Records:
━━━━━━

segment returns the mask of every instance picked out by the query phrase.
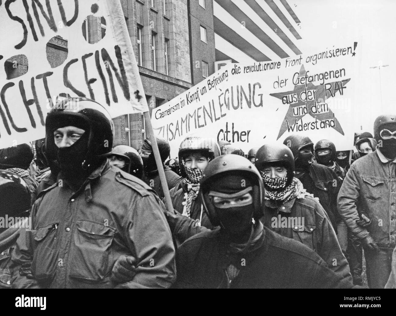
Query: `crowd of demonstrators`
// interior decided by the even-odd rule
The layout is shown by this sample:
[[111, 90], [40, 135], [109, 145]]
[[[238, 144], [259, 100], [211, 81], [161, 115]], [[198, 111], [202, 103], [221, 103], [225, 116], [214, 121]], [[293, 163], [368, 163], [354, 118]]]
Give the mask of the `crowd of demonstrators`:
[[[160, 156], [164, 166], [166, 183], [168, 185], [168, 188], [170, 190], [177, 185], [180, 181], [180, 177], [172, 171], [170, 167], [164, 164], [170, 152], [171, 147], [169, 144], [165, 139], [158, 136], [156, 137], [156, 139], [160, 151]], [[161, 185], [160, 175], [155, 158], [154, 158], [154, 153], [152, 151], [151, 143], [148, 139], [145, 139], [143, 145], [139, 150], [139, 153], [143, 160], [144, 169], [143, 180], [154, 189], [161, 198], [163, 198], [164, 195], [162, 187]]]
[[29, 145], [0, 150], [1, 216], [31, 219], [0, 227], [0, 287], [348, 288], [361, 243], [370, 287], [396, 287], [395, 116], [357, 136], [351, 164], [299, 135], [246, 155], [190, 136], [172, 159], [157, 137], [168, 209], [150, 141], [113, 148], [105, 107], [61, 102], [34, 174]]
[[338, 196], [340, 213], [364, 248], [371, 288], [385, 286], [396, 246], [395, 121], [394, 115], [376, 119], [376, 150], [354, 162]]

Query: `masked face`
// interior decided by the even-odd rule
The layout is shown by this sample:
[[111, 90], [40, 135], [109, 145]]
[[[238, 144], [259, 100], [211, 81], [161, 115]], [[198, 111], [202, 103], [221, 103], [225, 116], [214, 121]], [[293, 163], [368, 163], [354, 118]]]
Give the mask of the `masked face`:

━━━━━━

Rescale the entries from the start through the line containing "195], [162, 187]]]", writing every line out again with the requests included. Multiply each coordinate in the answers by 0.65, round to whole numbers with halves going up, and leave the pictures out.

◆ **Expected answer**:
segment returns the mask of every instance picked out by the query phrase.
Query: `crowd of demonstrators`
// interior decided by the even-odd rule
The layout is shown by this sample:
[[111, 90], [40, 135], [109, 145]]
[[[238, 144], [259, 100], [211, 81], [161, 115]], [[198, 111], [202, 103], [221, 103], [225, 116], [214, 121]], [[293, 163], [368, 163], [354, 118]]]
Give the mask of the `crowd of demonstrators`:
[[[104, 101], [107, 108], [108, 119], [109, 120], [109, 122], [111, 124], [115, 120], [117, 118], [117, 115], [112, 111], [111, 109], [107, 107], [111, 99], [111, 96], [110, 94], [107, 90], [103, 88], [101, 89], [101, 90], [104, 98]], [[105, 120], [104, 114], [101, 103], [100, 103], [100, 99], [99, 98], [98, 93], [96, 90], [94, 90], [93, 94], [90, 98], [90, 99], [93, 104], [94, 110], [93, 117], [100, 123], [105, 129], [106, 129], [107, 127], [105, 122]]]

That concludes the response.